**Dataset excerpts:**
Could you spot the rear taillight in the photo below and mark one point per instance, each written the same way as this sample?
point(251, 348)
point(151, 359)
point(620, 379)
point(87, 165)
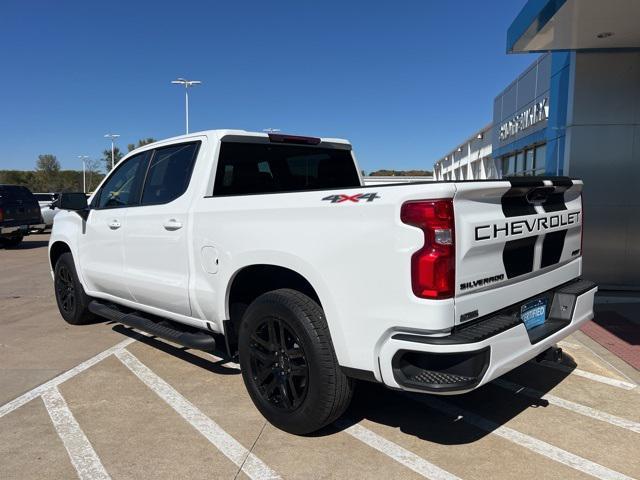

**What the exercise asks:** Copy out the lines above word for word, leaving out the picture.

**Answer in full:**
Could you spot the rear taillight in the photo below and mark one point per instance, each written the same way as this sample?
point(251, 348)
point(151, 359)
point(620, 379)
point(87, 165)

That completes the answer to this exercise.